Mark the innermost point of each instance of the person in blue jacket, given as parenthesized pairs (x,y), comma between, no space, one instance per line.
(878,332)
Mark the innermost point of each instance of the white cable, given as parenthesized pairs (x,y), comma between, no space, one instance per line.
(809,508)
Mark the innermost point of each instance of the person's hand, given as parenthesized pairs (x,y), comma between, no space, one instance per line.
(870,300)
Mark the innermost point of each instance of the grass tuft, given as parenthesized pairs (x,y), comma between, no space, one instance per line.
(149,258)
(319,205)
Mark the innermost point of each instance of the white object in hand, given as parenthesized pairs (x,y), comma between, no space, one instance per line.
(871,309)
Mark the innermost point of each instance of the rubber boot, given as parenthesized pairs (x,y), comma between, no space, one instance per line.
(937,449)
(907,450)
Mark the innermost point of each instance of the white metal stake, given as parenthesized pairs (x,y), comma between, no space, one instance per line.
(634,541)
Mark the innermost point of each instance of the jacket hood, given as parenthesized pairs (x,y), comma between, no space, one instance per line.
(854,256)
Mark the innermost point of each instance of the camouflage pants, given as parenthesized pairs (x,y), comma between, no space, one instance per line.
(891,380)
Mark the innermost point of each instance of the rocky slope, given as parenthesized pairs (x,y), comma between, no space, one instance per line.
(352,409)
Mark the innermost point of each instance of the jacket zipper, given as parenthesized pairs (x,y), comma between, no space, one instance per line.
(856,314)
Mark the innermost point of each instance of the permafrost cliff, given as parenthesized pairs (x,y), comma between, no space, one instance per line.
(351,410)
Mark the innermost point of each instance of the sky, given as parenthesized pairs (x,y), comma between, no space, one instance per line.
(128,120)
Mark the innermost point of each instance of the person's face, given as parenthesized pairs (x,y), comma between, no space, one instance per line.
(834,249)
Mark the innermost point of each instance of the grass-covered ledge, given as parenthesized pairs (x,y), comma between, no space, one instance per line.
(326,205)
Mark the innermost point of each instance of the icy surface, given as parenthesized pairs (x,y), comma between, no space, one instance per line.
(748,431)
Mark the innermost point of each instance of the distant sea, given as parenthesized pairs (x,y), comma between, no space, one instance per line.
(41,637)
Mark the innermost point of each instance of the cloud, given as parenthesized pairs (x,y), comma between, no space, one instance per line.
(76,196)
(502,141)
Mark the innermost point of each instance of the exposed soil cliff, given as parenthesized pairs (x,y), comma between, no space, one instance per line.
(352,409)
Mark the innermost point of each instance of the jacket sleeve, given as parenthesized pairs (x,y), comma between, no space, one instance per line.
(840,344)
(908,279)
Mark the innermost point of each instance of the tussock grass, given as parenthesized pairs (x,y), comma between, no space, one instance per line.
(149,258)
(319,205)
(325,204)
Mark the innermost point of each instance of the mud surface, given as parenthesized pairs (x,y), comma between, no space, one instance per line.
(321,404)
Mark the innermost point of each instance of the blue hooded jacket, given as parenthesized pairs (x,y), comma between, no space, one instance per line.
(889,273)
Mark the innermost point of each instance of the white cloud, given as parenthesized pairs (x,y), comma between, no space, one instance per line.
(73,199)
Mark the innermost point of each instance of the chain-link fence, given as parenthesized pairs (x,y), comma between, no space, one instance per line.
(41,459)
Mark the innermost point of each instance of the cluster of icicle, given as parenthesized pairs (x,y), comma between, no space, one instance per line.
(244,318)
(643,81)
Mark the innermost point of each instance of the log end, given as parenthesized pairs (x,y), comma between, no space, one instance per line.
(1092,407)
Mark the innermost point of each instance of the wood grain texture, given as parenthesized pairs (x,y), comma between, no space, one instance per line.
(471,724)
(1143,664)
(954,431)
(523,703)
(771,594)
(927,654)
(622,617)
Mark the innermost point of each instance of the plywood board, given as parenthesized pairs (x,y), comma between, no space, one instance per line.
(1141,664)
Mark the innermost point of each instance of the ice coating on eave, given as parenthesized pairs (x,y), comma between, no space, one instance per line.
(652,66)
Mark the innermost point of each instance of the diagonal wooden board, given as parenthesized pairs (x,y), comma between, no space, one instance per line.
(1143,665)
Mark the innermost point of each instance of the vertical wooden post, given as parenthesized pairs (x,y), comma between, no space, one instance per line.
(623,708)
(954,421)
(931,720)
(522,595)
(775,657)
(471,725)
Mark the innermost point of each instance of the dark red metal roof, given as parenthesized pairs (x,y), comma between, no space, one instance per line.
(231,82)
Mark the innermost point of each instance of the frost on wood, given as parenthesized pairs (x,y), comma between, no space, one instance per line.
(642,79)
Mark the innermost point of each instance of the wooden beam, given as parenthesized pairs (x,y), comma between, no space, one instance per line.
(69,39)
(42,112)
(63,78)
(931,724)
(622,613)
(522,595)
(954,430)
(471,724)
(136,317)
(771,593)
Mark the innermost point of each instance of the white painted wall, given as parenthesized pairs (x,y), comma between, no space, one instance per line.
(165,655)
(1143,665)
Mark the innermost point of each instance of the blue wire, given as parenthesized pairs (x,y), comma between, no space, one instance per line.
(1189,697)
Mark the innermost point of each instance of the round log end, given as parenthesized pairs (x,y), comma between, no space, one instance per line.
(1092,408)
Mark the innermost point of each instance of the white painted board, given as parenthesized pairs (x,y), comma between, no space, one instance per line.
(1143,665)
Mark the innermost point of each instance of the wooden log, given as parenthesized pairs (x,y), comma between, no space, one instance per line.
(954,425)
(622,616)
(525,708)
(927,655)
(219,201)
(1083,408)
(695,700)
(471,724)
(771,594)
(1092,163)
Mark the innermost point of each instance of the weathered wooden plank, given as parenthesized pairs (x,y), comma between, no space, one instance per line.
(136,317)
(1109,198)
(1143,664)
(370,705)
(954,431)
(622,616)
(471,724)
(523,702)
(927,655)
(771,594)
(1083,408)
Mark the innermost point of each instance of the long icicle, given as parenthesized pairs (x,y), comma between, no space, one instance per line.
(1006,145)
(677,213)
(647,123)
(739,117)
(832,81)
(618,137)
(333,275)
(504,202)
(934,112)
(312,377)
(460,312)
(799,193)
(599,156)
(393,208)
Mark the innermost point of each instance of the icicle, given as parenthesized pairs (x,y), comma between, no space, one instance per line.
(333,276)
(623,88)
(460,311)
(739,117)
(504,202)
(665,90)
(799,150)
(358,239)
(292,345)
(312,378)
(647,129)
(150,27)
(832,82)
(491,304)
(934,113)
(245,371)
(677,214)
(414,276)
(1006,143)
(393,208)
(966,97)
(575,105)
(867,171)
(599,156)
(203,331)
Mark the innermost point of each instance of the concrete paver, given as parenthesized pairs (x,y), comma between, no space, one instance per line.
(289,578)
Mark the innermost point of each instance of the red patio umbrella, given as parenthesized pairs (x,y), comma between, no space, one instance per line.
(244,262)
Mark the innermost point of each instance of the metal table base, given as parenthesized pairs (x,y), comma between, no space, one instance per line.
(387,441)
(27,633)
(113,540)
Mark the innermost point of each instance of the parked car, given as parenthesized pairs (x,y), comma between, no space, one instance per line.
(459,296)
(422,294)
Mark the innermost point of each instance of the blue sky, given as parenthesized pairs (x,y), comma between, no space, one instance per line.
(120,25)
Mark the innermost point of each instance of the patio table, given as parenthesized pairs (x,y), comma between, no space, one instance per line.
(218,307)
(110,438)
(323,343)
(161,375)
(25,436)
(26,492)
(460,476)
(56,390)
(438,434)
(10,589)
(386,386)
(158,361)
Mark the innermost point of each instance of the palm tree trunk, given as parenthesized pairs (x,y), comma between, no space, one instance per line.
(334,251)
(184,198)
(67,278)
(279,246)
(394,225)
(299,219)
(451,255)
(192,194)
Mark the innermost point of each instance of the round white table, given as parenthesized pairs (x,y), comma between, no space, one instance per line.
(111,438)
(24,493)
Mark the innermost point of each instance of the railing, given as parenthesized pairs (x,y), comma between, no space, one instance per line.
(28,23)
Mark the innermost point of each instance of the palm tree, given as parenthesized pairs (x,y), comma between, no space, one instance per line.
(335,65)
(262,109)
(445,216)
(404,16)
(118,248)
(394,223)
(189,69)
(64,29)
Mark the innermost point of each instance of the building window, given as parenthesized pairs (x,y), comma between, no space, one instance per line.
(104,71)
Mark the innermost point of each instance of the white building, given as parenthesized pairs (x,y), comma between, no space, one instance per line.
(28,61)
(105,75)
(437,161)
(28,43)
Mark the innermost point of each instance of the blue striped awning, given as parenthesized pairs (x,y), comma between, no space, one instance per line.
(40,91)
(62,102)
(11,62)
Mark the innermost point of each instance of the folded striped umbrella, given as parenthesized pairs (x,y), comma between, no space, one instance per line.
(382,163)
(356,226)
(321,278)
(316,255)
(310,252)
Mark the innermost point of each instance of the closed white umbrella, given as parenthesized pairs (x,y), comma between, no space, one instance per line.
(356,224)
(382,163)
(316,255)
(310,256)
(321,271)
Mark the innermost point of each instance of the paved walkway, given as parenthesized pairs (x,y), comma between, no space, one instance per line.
..............................
#### WRITTEN PROBLEM:
Could you repeat the listing from the line containing "white building, given" through the end of the listing, changing "umbrella" to "parasol" and leaving everything else the same?

#### OUTPUT OF THE TASK:
Mark the innermost point of each instance of the white building, given as parenthesized pairs (x,y), comma between, no space, one instance per line.
(28,61)
(105,75)
(437,161)
(28,43)
Mark the innermost point of each instance of the blue striped awning, given as parenthesized pairs (x,y), comma between, no space, one instance per line.
(40,91)
(62,102)
(11,62)
Mark the innermost point of each instance of the folded striped parasol, given as parenthesized pairs (x,y), comma between, no space, one instance per line.
(382,163)
(356,226)
(321,278)
(316,255)
(310,252)
Mark the innermost point of each instance of the closed white parasol, given as parenthesized pairs (x,y), comma between, no space, one instance per line.
(356,224)
(382,163)
(316,255)
(310,256)
(321,271)
Mark the innermost point of each instance of the paved walkway, given as parenthesized pairs (x,y), comma between, no space, one instance per line.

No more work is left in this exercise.